| To-do list |
[a] Reproduce the passage about Brooklyn word for word, in full.
[b] Pick out every line of the records that contains the word "blue", and copy each one. Case counts.

| Provided text |
With Brooklyn I really feel artistically and personally I have found my home. This is where I belong. I think it’s a romantic place. With my movie The Baxter, I used that phrase – the Baxter – to describe the wrong guy. The guy who doesn’t get the girl. In every romantic comedy there is this dashing leading man and there is this nerdy guy who doesn’t get the girl – the Baxter. In a way Brooklyn is the nerdy guy and Manhattan is the dashing leading man. Brooklyn is the less obvious choice and the road less traveled but it’s sort of like if you take the time to really look at it you realize that it has more depth even though it doesn’t beg for attention. I also think creatively I have found a muse. It’s in my mind. Everything for me is always set in Brooklyn. I’m working on another romantic comedy right now, set in Brooklyn, set in the winter, and I want to show all those ridiculous Christmas light displays. Which, to me, is so uniquely Brooklyn. It’s these cement concrete houses with these crazy displays on Halloween and Easter that are hilarious and very beautiful and charming at the same time.

| Records for this exercise |
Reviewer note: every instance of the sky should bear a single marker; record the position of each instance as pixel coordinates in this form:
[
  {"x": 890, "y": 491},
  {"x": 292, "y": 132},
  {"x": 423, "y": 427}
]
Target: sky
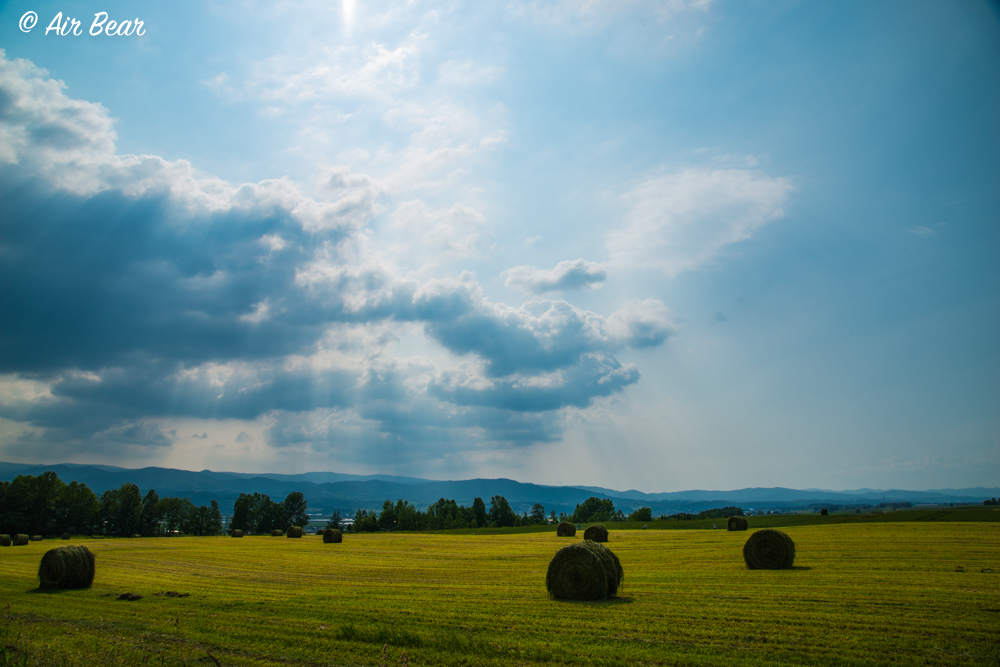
[{"x": 655, "y": 245}]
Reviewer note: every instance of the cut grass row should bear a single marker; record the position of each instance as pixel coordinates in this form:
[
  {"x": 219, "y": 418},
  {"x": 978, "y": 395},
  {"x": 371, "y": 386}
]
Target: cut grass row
[{"x": 870, "y": 593}]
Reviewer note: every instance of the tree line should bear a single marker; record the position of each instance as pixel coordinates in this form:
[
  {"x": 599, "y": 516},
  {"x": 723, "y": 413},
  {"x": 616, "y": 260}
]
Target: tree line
[
  {"x": 45, "y": 505},
  {"x": 445, "y": 514}
]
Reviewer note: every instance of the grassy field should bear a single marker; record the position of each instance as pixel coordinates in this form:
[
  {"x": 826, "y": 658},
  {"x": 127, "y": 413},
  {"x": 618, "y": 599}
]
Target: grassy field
[{"x": 879, "y": 593}]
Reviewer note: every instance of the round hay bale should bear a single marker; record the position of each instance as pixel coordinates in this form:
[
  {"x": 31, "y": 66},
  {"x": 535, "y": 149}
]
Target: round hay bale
[
  {"x": 596, "y": 533},
  {"x": 736, "y": 523},
  {"x": 66, "y": 567},
  {"x": 769, "y": 549},
  {"x": 586, "y": 570}
]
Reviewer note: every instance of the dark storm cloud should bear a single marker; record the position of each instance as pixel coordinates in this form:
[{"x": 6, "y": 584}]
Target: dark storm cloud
[{"x": 137, "y": 290}]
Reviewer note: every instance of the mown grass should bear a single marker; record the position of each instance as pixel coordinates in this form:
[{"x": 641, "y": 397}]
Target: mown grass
[{"x": 912, "y": 593}]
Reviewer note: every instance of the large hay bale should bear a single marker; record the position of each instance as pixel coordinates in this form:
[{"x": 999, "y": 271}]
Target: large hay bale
[
  {"x": 586, "y": 570},
  {"x": 66, "y": 567},
  {"x": 736, "y": 523},
  {"x": 596, "y": 533},
  {"x": 769, "y": 549}
]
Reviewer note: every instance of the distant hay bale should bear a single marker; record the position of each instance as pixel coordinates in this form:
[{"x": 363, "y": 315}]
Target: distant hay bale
[
  {"x": 736, "y": 523},
  {"x": 66, "y": 567},
  {"x": 566, "y": 529},
  {"x": 769, "y": 549},
  {"x": 585, "y": 570}
]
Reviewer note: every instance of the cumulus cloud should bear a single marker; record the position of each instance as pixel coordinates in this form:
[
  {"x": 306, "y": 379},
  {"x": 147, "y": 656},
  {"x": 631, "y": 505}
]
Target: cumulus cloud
[
  {"x": 567, "y": 275},
  {"x": 682, "y": 221},
  {"x": 138, "y": 291}
]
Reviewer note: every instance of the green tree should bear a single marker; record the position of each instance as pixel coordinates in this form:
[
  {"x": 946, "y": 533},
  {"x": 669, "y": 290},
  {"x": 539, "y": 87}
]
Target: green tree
[
  {"x": 176, "y": 514},
  {"x": 129, "y": 507},
  {"x": 537, "y": 513},
  {"x": 293, "y": 509},
  {"x": 78, "y": 510},
  {"x": 501, "y": 515},
  {"x": 479, "y": 512},
  {"x": 149, "y": 514},
  {"x": 407, "y": 516},
  {"x": 365, "y": 522},
  {"x": 387, "y": 519},
  {"x": 216, "y": 519}
]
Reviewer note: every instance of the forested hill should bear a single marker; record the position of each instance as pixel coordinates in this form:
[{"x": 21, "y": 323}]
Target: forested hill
[{"x": 328, "y": 491}]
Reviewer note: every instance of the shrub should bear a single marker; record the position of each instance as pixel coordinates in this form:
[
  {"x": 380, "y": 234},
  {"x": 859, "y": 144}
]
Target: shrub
[
  {"x": 566, "y": 529},
  {"x": 586, "y": 570},
  {"x": 769, "y": 549},
  {"x": 66, "y": 567}
]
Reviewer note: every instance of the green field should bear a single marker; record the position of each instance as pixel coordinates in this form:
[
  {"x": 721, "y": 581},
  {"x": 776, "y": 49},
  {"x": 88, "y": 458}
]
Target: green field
[{"x": 885, "y": 593}]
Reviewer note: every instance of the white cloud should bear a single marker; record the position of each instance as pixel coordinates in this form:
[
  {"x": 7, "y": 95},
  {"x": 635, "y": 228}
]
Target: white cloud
[
  {"x": 682, "y": 221},
  {"x": 567, "y": 275}
]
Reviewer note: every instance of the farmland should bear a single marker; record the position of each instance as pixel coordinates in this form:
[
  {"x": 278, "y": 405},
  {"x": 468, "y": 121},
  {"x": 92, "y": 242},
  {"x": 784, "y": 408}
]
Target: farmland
[{"x": 885, "y": 592}]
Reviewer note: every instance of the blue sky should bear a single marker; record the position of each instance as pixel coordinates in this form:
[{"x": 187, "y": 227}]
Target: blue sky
[{"x": 652, "y": 245}]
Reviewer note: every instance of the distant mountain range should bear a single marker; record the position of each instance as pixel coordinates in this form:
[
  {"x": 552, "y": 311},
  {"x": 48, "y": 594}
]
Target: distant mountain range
[{"x": 329, "y": 491}]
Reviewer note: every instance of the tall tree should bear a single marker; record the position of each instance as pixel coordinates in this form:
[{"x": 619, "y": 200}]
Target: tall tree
[
  {"x": 501, "y": 515},
  {"x": 78, "y": 510},
  {"x": 479, "y": 510},
  {"x": 149, "y": 514},
  {"x": 294, "y": 510}
]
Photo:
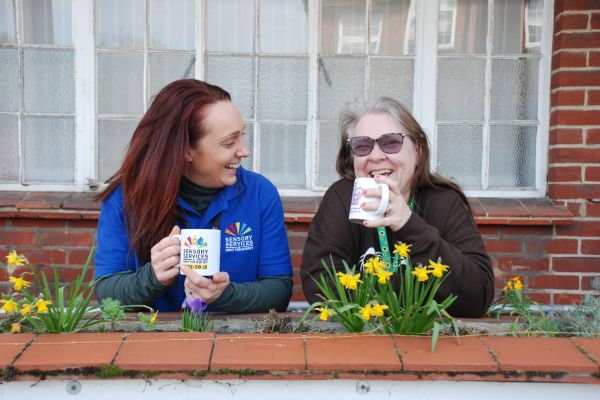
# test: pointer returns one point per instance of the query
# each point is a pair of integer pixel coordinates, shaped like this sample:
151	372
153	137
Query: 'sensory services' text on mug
357	214
200	250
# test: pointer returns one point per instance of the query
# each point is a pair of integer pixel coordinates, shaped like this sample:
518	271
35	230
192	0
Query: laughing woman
182	169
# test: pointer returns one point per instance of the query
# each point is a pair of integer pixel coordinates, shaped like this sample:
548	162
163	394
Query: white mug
200	250
357	214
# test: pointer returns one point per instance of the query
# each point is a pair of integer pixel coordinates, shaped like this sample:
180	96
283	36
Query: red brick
573	191
566	298
575	264
564	282
567	98
589	246
37	223
65	238
17	238
574	155
592	174
579	228
571	21
564	174
520	264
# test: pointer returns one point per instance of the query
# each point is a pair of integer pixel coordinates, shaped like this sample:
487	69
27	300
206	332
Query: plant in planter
365	299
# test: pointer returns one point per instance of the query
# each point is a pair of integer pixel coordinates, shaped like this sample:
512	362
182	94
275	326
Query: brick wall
557	252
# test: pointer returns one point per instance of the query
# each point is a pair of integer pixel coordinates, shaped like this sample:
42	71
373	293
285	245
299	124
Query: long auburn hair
155	159
349	118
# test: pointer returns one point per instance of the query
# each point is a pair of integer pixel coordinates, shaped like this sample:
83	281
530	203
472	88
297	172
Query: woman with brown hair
381	139
182	169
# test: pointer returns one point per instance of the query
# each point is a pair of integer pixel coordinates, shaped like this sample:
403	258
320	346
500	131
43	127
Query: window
78	76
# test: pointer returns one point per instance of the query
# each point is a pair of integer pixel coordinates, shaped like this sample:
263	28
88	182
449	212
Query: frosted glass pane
341	80
230	25
282	152
462	26
113	139
329	144
248	162
283	26
49	149
166	68
283	88
513	163
392	78
392	27
49	81
460	89
7	22
517	26
120	24
120	85
9	137
343	28
236	75
459	152
514	89
9	84
171	24
47	22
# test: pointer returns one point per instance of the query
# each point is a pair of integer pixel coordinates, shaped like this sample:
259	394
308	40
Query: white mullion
312	125
425	73
485	157
85	93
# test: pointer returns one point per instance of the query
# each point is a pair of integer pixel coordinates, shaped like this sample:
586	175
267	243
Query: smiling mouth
384	172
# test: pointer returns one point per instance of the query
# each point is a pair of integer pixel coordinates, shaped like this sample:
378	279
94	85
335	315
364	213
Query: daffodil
384	276
18	283
26	309
42	306
325	313
378	309
16	259
10	306
366	312
402	248
15	328
421	273
437	269
374	265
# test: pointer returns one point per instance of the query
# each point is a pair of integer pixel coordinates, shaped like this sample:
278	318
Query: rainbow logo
194	242
238	229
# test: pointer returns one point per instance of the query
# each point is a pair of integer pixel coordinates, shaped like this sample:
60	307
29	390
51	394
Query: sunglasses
389	143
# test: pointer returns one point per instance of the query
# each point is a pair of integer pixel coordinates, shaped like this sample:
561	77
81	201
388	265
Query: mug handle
385	199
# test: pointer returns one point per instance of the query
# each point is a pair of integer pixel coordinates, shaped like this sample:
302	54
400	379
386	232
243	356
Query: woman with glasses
382	140
183	170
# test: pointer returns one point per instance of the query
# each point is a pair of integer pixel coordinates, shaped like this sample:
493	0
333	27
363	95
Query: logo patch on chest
238	237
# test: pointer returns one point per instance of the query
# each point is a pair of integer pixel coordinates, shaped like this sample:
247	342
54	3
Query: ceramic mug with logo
200	250
357	214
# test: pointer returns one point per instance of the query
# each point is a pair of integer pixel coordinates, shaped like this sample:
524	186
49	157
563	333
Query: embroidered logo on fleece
238	237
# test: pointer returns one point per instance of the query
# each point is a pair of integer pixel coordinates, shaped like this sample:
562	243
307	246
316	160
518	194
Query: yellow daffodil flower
18	283
15	328
437	269
421	273
374	265
10	306
402	248
325	313
42	306
16	259
366	311
26	309
384	276
378	309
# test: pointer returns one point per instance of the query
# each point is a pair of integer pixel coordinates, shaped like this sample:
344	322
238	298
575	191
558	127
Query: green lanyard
385	247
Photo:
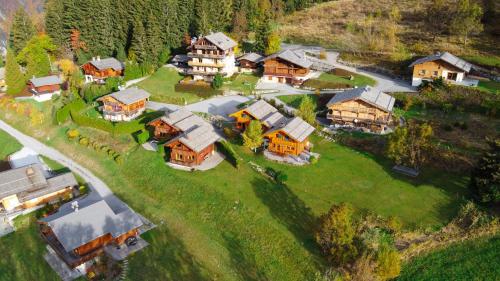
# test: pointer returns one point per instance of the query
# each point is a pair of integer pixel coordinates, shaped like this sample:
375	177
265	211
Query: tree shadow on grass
241	261
289	210
166	258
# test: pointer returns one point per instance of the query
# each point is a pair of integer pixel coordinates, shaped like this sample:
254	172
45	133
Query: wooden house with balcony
250	62
259	110
362	107
82	230
124	105
174	123
189	138
442	65
43	88
290	67
289	137
28	186
98	70
210	55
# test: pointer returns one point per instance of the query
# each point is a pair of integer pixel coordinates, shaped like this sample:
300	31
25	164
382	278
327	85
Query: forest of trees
144	30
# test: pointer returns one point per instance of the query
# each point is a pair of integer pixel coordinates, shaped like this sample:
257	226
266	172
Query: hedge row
201	90
107	126
63	113
231	155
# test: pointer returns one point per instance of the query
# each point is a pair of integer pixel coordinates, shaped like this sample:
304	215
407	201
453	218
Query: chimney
74	206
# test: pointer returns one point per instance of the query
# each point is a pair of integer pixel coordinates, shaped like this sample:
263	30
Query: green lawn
229	224
472	260
8	145
359	80
244	83
490	86
295	100
161	86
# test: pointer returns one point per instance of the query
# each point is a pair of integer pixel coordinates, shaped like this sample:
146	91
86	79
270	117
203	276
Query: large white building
210	55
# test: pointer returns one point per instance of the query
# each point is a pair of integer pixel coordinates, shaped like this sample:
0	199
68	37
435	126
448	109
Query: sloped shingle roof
130	95
221	40
376	98
198	138
107	63
253	57
448	58
46	80
91	222
295	57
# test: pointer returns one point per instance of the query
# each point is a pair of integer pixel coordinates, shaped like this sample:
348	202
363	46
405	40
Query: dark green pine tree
21	31
154	43
138	50
485	179
54	11
14	78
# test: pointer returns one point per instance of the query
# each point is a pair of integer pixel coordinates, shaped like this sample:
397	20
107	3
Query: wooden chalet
82	230
124	105
193	147
259	110
210	55
27	187
289	137
362	107
43	88
97	70
250	62
290	67
451	68
190	139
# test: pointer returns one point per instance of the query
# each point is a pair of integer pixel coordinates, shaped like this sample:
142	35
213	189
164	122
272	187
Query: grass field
490	86
161	86
472	260
229	224
295	100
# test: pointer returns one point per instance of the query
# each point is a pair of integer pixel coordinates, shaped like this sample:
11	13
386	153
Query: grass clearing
229	224
471	260
161	85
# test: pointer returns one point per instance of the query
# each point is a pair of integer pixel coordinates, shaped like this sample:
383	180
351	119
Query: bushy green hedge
63	113
198	89
231	155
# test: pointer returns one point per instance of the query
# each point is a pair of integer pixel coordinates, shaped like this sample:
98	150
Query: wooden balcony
206	64
210	56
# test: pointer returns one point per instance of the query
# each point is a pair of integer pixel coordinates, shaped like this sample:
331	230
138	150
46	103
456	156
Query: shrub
143	137
84	141
119	159
72	134
227	149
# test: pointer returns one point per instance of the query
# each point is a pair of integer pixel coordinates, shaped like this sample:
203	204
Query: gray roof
446	57
130	95
260	109
183	119
295	57
198	138
221	40
80	227
253	57
376	98
29	182
296	128
47	80
107	63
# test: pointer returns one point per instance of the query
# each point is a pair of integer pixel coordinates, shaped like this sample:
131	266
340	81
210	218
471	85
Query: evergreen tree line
144	30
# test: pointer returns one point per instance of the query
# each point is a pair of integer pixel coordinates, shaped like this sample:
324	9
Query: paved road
94	182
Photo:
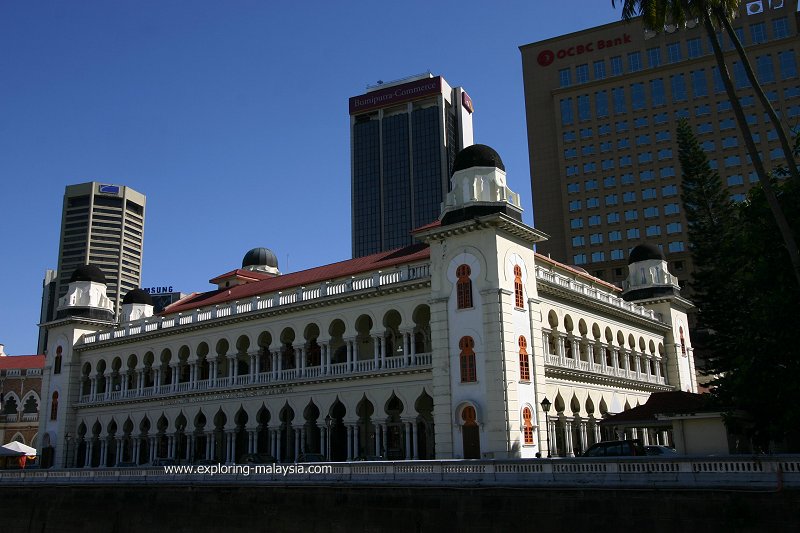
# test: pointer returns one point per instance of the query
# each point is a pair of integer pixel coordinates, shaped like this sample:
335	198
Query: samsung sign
158	290
108	189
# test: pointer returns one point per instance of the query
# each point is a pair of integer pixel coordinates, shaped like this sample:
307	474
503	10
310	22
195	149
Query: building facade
442	349
404	136
602	106
20	397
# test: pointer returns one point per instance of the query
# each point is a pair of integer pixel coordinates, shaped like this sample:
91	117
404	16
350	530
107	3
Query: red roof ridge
578	272
241	273
340	269
21	361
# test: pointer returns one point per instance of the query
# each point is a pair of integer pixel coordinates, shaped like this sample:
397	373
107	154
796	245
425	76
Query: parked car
659	450
615	448
311	458
257	458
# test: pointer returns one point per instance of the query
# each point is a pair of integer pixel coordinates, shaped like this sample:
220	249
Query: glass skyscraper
602	105
404	137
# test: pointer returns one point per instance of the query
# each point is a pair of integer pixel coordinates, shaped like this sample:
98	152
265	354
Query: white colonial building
445	349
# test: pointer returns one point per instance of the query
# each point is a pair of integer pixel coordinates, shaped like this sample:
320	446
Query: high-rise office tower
602	106
404	136
103	225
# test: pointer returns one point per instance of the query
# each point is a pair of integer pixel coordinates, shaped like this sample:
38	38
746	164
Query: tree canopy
746	297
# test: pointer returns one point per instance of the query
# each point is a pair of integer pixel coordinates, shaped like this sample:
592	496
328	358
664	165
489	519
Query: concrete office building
404	136
103	225
602	106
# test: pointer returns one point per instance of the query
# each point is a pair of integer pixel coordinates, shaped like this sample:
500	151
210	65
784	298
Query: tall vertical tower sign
404	136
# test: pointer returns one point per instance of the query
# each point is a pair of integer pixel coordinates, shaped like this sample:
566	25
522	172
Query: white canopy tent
17	448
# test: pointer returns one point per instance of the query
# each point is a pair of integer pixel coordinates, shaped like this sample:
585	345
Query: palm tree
658	13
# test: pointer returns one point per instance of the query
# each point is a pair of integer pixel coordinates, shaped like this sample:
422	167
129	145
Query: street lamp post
546	408
328	424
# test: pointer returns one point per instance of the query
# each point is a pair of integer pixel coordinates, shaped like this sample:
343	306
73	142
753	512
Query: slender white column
408	440
303	439
584	440
414	439
103	452
349	429
349	344
87	458
568	440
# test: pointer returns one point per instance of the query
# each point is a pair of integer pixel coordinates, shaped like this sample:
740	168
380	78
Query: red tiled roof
660	403
239	273
21	361
350	267
580	273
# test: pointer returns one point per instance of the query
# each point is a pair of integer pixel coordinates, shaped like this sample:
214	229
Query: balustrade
285	376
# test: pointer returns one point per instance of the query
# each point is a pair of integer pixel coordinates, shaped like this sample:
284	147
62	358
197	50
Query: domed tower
482	267
86	296
650	285
478	187
136	304
261	260
648	276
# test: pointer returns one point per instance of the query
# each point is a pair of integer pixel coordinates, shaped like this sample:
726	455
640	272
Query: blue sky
231	117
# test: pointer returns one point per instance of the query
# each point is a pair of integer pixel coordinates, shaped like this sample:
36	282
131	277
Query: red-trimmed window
519	299
527	426
464	287
467	360
54	407
524	362
469	416
683	341
57	361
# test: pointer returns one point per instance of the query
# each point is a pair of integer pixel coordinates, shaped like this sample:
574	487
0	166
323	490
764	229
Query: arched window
524	364
469	432
527	426
54	407
57	362
464	287
518	297
467	360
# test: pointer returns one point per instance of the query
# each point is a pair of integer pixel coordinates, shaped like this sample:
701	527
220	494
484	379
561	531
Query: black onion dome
88	273
137	296
260	257
477	155
644	252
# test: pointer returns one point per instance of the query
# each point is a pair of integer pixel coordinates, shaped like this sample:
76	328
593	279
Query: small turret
86	296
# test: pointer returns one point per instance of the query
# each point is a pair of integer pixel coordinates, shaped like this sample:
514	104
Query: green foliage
746	296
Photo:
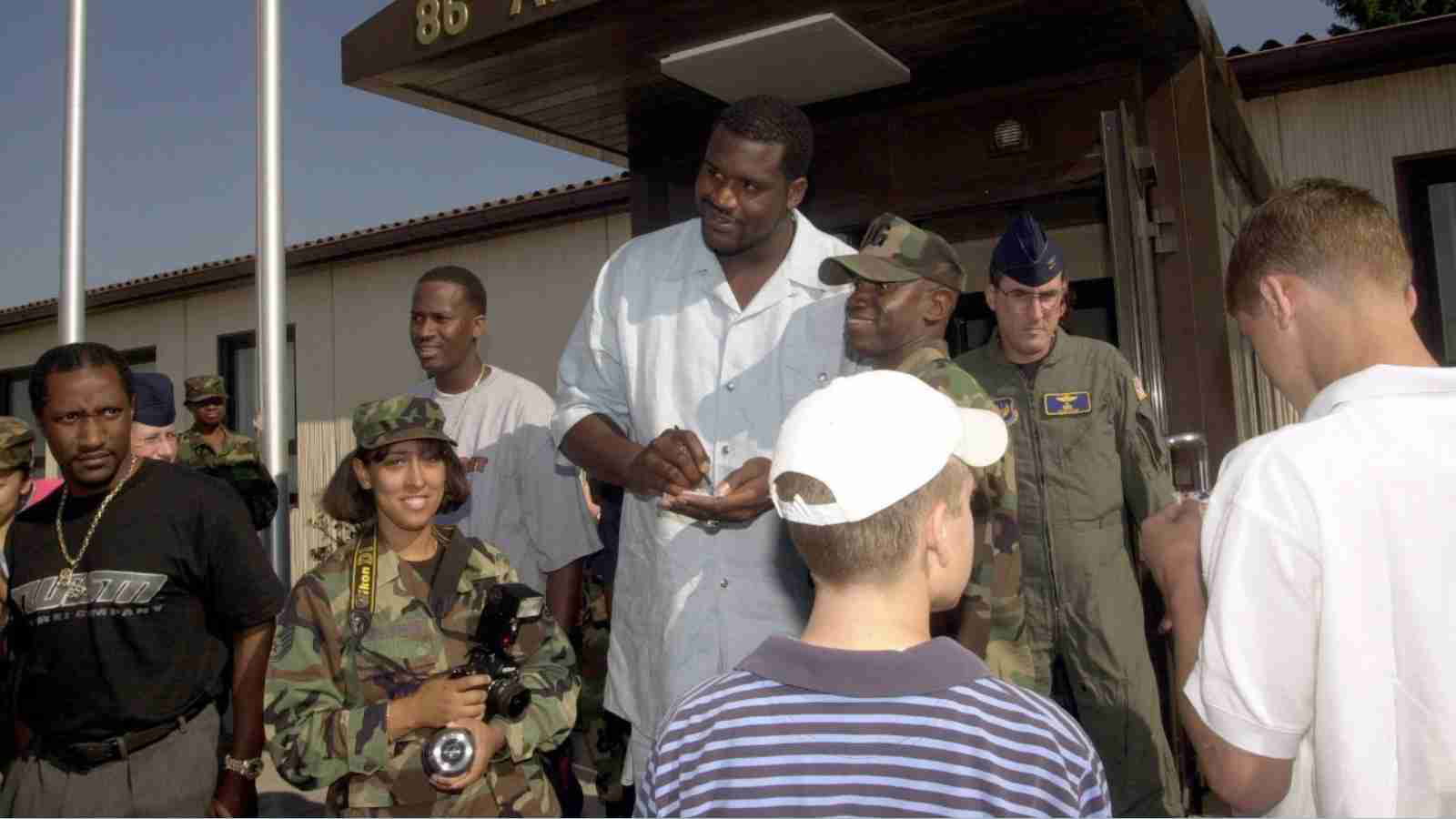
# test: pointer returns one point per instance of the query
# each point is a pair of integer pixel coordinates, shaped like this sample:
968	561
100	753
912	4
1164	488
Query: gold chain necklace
455	435
67	581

| Answers below |
[a]
With Brooklyn I really feel artistically and personally I have found my home. This is where I belong. I think it’s a romantic place. With my movie The Baxter, I used that phrase – the Baxter – to describe the wrong guy. The guy who doesn’t get the girl. In every romantic comedy there is this dashing leading man and there is this nerdy guy who doesn’t get the girl – the Baxter. In a way Brooklyn is the nerdy guy and Manhattan is the dashing leading man. Brooklyn is the less obvious choice and the road less traveled but it’s sort of like if you take the time to really look at it you realize that it has more depth even though it doesn’t beg for attention. I also think creatively I have found a muse. It’s in my mind. Everything for me is always set in Brooklyn. I’m working on another romantic comedy right now, set in Brooklyn, set in the winter, and I want to show all those ridiculous Christmas light displays. Which, to me, is so uniquely Brooklyn. It’s these cement concrete houses with these crazy displays on Halloween and Easter that are hilarious and very beautiful and charming at the same time.

[b]
Reviewer note: every instance of the blue sky should bear a single marker; record the position of each instance as pixel coordinates in this form:
Target: blue sky
Query: blue sky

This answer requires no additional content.